WHAT IS REQUIRED:
Take the data that follows and retype it word for word.

[Point placement records]

● ● ● ● ● ● ●

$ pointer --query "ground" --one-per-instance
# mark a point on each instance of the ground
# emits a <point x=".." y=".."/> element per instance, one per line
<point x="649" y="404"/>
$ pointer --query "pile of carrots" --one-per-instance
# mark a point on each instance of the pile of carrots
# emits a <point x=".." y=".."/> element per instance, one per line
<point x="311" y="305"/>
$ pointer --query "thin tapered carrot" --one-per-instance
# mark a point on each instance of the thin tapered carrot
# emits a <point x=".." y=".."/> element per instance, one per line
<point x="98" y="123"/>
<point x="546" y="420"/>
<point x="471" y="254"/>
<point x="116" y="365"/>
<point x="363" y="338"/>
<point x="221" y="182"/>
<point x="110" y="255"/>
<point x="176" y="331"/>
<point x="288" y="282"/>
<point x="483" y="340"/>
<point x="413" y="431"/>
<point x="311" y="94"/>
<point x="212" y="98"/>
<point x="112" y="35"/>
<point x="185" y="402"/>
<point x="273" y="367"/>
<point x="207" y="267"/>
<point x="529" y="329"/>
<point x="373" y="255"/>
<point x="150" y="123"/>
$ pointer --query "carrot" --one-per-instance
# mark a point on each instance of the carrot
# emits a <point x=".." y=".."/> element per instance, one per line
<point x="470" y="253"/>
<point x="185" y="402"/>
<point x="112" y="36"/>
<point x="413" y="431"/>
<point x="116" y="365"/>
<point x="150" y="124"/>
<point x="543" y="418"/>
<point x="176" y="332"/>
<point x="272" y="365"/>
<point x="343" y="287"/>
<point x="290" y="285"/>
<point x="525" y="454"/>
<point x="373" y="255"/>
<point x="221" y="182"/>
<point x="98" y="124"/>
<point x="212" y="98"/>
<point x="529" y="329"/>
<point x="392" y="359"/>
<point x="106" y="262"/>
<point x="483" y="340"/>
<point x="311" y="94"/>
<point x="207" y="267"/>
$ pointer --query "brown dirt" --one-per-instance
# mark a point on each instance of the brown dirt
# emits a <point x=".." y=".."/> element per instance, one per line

● ● ● ● ● ● ●

CORRECT RESPONSE:
$ pointer --query "ground" --one-per-instance
# mark a point on each instance of the ground
# emits a <point x=".." y=".."/> element per instance, one per line
<point x="649" y="404"/>
$ pointer --query "pile of carrots" --one-per-instance
# mark a point on each instance of the pile of carrots
# emits a <point x=".." y=".."/> element per instance, one per line
<point x="311" y="305"/>
$ pointer --query "thin tapered carrot" --one-per-instance
# mark a point on each instance of the thin tapered carrot
# emits a <point x=".." y=".."/> element per instance, one per line
<point x="98" y="123"/>
<point x="546" y="420"/>
<point x="471" y="254"/>
<point x="116" y="365"/>
<point x="363" y="338"/>
<point x="221" y="182"/>
<point x="110" y="255"/>
<point x="176" y="331"/>
<point x="288" y="282"/>
<point x="483" y="340"/>
<point x="413" y="431"/>
<point x="311" y="94"/>
<point x="212" y="98"/>
<point x="112" y="35"/>
<point x="185" y="402"/>
<point x="273" y="367"/>
<point x="207" y="267"/>
<point x="529" y="329"/>
<point x="373" y="255"/>
<point x="150" y="123"/>
$ pointer --query "carrot" --one-per-instance
# mark a point on each instance of the carrot
# emits a <point x=".." y=".."/> element per instance, one per line
<point x="470" y="253"/>
<point x="185" y="402"/>
<point x="112" y="36"/>
<point x="413" y="431"/>
<point x="116" y="365"/>
<point x="150" y="124"/>
<point x="543" y="418"/>
<point x="176" y="332"/>
<point x="272" y="365"/>
<point x="343" y="287"/>
<point x="290" y="285"/>
<point x="525" y="454"/>
<point x="373" y="255"/>
<point x="221" y="182"/>
<point x="98" y="124"/>
<point x="212" y="98"/>
<point x="529" y="329"/>
<point x="392" y="359"/>
<point x="106" y="262"/>
<point x="483" y="340"/>
<point x="311" y="94"/>
<point x="207" y="267"/>
$ pointer --query "brown dirt" --one-per-instance
# mark a point on each instance of the brown dirt
# emits a <point x=".." y=".."/> element per instance, one per line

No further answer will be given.